_PROBLEM REQUIREMENTS_
Extract each line in the rows below that contains the string "stone", matching case exactly.

Recorded data:
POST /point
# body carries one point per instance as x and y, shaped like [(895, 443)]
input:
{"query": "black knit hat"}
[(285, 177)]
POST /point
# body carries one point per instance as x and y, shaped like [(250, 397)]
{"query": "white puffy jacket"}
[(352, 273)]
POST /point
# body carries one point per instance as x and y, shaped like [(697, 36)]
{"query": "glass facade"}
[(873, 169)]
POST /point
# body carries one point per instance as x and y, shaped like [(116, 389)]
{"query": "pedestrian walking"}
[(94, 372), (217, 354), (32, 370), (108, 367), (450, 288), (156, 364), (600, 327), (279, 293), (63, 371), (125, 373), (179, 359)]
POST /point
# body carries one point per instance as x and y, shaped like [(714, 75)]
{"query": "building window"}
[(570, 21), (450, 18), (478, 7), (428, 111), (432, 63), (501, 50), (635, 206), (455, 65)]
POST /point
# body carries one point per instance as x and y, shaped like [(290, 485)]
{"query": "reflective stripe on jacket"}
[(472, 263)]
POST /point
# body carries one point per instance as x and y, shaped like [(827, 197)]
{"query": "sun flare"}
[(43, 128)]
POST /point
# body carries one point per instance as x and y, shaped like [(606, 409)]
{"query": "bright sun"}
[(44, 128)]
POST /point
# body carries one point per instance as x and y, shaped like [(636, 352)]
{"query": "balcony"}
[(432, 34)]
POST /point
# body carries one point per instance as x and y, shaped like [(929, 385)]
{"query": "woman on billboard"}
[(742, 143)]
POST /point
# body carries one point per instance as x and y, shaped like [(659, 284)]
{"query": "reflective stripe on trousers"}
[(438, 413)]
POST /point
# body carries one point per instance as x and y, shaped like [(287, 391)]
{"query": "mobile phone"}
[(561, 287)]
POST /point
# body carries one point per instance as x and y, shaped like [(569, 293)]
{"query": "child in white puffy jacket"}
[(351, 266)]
--
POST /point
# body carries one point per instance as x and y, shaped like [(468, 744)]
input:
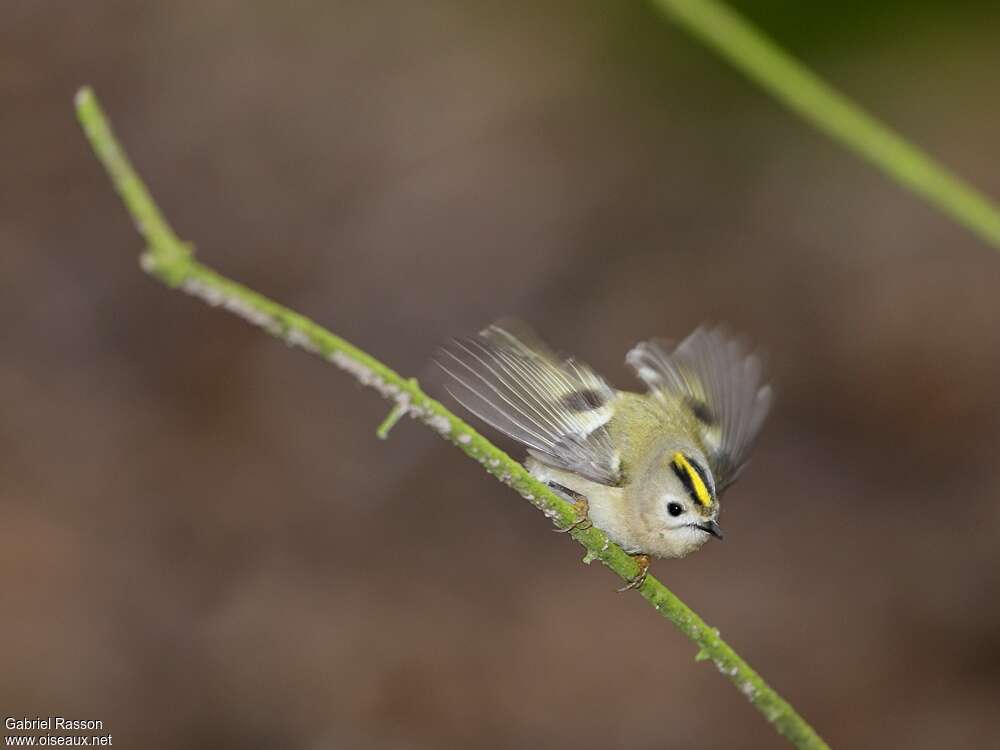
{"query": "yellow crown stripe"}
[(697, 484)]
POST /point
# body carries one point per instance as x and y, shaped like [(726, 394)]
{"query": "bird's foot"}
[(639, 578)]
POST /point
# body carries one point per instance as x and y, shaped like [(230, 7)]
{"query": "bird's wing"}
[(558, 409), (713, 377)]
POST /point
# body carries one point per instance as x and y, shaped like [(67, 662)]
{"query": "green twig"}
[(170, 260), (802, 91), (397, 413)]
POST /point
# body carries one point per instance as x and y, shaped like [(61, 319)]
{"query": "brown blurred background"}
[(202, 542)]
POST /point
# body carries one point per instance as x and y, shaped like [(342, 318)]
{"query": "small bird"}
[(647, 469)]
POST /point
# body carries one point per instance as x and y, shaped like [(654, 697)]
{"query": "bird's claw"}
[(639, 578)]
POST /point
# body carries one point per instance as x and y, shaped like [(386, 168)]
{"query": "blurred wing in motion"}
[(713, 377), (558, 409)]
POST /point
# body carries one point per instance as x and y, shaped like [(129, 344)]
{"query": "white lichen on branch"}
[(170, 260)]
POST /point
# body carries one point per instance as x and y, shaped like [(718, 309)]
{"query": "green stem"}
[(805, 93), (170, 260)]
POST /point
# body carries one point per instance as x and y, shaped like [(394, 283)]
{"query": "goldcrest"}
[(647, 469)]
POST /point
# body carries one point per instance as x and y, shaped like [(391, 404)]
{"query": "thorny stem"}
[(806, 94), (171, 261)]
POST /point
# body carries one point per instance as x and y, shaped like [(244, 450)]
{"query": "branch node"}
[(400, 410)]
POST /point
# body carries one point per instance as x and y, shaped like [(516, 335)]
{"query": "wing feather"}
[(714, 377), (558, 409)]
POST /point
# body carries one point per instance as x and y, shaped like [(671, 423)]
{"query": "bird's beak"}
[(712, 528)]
...
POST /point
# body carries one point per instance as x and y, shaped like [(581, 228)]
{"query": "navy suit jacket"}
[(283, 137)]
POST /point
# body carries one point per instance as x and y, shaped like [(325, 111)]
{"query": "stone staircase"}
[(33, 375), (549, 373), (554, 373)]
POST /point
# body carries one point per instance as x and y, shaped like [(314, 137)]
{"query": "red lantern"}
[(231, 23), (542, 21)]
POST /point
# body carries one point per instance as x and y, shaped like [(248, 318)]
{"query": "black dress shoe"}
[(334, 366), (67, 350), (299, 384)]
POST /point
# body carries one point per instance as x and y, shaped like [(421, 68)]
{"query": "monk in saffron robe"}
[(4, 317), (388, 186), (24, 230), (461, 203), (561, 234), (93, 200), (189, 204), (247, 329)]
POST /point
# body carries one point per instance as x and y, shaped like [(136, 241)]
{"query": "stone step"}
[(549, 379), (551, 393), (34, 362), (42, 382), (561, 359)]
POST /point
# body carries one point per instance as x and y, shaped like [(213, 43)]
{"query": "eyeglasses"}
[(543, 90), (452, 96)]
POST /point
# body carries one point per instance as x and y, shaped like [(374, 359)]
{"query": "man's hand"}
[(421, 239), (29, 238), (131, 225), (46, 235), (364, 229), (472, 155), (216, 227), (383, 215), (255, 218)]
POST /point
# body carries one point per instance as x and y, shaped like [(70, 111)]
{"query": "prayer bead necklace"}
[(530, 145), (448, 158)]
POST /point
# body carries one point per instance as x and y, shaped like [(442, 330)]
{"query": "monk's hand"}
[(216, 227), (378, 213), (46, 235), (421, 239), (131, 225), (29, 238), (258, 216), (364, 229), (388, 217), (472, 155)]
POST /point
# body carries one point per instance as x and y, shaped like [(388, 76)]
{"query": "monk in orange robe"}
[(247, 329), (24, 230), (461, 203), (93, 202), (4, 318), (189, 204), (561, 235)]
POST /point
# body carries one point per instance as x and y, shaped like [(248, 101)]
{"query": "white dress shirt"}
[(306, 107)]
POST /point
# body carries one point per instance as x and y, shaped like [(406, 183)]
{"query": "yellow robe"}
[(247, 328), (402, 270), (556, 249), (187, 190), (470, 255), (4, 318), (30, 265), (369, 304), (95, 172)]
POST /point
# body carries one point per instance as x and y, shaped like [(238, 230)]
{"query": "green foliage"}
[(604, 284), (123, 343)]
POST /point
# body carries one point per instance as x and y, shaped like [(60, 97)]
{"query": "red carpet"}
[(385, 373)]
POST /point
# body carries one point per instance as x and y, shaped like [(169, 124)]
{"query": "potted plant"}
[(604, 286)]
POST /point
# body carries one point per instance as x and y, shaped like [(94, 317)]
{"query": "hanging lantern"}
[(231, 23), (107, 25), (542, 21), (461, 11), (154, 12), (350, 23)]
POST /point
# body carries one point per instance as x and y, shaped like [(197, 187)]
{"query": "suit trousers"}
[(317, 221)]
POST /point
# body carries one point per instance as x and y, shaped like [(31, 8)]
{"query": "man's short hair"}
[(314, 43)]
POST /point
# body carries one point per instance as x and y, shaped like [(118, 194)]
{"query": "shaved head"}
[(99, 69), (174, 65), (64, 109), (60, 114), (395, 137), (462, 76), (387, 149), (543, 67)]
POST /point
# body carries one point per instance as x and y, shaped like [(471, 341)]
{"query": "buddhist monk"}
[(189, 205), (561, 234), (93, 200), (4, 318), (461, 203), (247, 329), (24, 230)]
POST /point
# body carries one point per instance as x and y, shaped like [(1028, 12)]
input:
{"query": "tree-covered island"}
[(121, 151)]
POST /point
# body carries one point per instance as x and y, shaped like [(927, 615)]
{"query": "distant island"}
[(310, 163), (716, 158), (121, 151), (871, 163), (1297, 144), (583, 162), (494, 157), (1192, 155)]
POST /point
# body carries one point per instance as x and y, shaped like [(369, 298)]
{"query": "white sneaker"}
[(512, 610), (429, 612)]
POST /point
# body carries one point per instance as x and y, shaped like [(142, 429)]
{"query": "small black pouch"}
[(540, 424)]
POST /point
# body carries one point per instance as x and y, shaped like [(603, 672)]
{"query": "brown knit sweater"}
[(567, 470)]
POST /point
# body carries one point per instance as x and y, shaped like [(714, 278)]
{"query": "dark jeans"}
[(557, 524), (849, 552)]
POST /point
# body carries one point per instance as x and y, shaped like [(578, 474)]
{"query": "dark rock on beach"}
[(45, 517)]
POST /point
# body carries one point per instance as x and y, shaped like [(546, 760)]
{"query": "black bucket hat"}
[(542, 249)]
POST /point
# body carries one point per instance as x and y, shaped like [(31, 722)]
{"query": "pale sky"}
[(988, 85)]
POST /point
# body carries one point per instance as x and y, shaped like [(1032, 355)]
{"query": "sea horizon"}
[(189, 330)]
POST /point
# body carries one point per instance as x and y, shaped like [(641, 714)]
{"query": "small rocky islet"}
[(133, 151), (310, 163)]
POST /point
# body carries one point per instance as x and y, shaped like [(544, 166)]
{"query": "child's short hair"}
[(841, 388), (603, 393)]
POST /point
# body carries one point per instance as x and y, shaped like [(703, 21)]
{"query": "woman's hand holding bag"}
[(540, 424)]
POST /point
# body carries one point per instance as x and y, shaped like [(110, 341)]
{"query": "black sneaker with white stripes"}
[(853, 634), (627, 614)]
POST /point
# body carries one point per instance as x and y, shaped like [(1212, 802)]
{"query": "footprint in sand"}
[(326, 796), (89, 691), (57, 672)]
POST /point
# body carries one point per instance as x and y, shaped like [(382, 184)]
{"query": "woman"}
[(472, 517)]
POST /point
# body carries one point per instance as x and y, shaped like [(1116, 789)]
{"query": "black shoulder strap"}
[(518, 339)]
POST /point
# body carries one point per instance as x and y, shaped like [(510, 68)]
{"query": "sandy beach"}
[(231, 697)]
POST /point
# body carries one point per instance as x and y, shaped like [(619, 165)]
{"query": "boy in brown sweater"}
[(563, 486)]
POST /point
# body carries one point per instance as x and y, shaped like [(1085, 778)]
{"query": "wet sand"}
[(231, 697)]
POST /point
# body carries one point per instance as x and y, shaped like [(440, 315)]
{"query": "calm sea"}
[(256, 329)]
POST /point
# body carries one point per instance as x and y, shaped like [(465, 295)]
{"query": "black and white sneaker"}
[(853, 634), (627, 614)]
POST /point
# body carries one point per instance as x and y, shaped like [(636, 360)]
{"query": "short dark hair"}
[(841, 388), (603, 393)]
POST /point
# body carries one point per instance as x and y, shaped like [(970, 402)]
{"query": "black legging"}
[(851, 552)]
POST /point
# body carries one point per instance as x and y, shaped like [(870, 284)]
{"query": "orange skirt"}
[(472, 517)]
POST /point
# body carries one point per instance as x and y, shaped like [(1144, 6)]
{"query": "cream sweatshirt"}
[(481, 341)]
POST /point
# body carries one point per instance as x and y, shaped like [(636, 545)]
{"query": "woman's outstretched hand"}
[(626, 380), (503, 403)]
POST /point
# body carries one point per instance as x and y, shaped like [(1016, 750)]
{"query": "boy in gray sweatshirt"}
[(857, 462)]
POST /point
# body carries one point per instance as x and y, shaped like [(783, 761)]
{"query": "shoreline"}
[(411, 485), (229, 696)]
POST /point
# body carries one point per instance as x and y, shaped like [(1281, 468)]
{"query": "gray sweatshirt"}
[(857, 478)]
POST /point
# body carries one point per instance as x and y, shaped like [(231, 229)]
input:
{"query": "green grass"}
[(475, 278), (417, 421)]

_FINAL ANSWER_
{"query": "stone staircase"}
{"query": "stone step"}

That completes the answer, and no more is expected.